PASSAGE SHOWN

^^^^

I've been trying for about a full day now to do a simple merge between a feature and develop.
Basically all I want is to be able to manually merge all the conflicts of feature into develop, so that I can get the new feature without destroying develop.
Here are the things I've tried so far
git checkout develop; git merge feature
git checkout feature; git merge -s ours develop
git checkout feature; git merge -s recursive -X ours develop
git checkout develop; git merge -s recursive -X theirs feature
git checkout develop; git merge -s recursive -X theirs feature
git checkout feature; git merge -s resolve develop
In all these cases either branch almost completely overrides the other. I am not given the chance to manually merge conflicts inside files.
git checkout feature; git rebase develop
mergetool is called for some files, but differences in one file are not recognized. It should be noted that this file was previously merged into develop a while ago. Files which were deleted in develop are still present in feature but with an 'orig' extension. This is the closest I've come so far to syncing both branches, but at the price of not being able to easily where the feature branches off anymore.

^^^^

PROVIDED INFORMATION
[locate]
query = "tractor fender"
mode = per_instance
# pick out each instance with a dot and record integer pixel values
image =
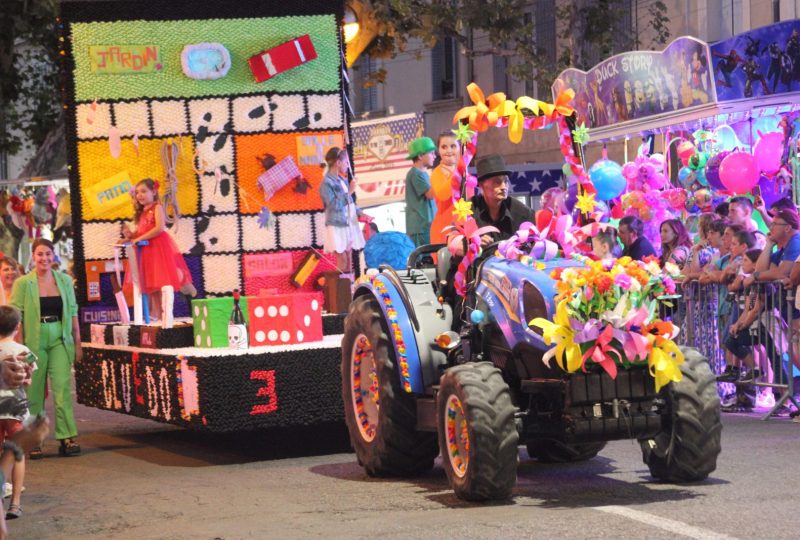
(414, 318)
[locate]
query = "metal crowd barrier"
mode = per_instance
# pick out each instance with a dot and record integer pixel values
(705, 312)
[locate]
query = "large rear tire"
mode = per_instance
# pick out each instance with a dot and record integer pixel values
(686, 448)
(551, 451)
(381, 417)
(477, 432)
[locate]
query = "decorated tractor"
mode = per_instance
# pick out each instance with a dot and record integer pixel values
(413, 388)
(561, 355)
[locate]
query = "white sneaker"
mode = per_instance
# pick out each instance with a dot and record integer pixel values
(765, 399)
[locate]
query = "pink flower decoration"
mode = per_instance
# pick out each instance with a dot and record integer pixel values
(623, 281)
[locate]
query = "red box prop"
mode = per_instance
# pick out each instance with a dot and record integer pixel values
(282, 58)
(285, 319)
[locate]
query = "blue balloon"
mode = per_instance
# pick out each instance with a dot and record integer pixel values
(607, 179)
(390, 247)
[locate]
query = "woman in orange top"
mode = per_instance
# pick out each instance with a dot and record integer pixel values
(442, 184)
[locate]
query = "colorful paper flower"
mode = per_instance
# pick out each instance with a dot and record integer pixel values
(462, 209)
(586, 203)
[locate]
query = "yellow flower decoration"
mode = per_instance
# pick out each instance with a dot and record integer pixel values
(560, 333)
(586, 203)
(664, 361)
(486, 111)
(462, 209)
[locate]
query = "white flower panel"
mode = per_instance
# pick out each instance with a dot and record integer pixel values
(169, 118)
(215, 151)
(287, 113)
(220, 235)
(251, 113)
(324, 112)
(98, 239)
(211, 114)
(319, 228)
(132, 119)
(256, 238)
(100, 120)
(183, 233)
(294, 230)
(221, 273)
(218, 194)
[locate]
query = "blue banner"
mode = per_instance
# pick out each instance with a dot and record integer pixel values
(761, 62)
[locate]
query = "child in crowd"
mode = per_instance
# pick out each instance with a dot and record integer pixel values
(707, 254)
(675, 243)
(420, 206)
(13, 403)
(342, 233)
(160, 261)
(740, 243)
(603, 245)
(742, 341)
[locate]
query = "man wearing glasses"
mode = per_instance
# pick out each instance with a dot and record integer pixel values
(780, 204)
(783, 235)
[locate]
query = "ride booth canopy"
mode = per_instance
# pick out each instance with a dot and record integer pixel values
(726, 115)
(231, 107)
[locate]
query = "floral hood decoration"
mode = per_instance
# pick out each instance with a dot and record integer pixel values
(607, 314)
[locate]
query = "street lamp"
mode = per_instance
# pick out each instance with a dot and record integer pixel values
(360, 28)
(351, 26)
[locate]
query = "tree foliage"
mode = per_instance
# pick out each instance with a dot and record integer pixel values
(29, 77)
(590, 30)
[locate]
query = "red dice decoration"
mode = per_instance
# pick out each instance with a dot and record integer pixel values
(285, 319)
(282, 58)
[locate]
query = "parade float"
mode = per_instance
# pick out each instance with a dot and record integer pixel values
(723, 118)
(231, 107)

^^^^

REQUIREMENTS
1. Could you transcribe the stretch of the git merge post from "Basically all I" through "conflicts inside files."?
2. Can you pick up the git merge post where it stops and continue it?
The lines after the git merge post aren't needed for anything here.

SET OF ANSWERS
1.
Basically all I want is to be able to manually merge all the conflicts of feature into develop, so that I can get the new feature without destroying develop.
Here are the things I've tried so far
git checkout develop; git merge feature
git checkout feature; git merge -s ours develop
git checkout feature; git merge -s recursive -X ours develop
git checkout develop; git merge -s recursive -X theirs feature
git checkout develop; git merge -s recursive -X theirs feature
git checkout feature; git merge -s resolve develop
In all these cases either branch almost completely overrides the other. I am not given the chance to manually merge conflicts inside files.

2.
git checkout develop; git rebase feature
gives a bunch of options to delete or keep files and then results in error: file not found Continue merging other unresolved paths (y/n) ? y
I havent tried cherrypicking or orphaning trees yet. Perhaps the solution lies there?
Is it possible that I deleted some files and recreated them and thats why git is not even trying to combine branches?
Do I need to do manual merge every time I add a new feature? It seems difficult to do Git - how to force merge conflict and manual merge on selected file
I know I messed up somewhere, but I cant figure out where or what I'm doing wrong. I could just manually edit all the files that are not changed, but that would defeat the purpose of using git.
Where did I go wrong? How do I resolve this situation (without manually editing files)? And what should I do differently next time?
P.S. To whoever is new to git and experiencing similar troubles in learning how to use transformative features like merge and rebase
git reflog feature-name
and git reset --hard feature-name@{n}
are invaluable commands. (always use --hard with supreme caution as it discards local changes)
EDIT: While I still dont know why this happened VonC offered a good stop-gap solution.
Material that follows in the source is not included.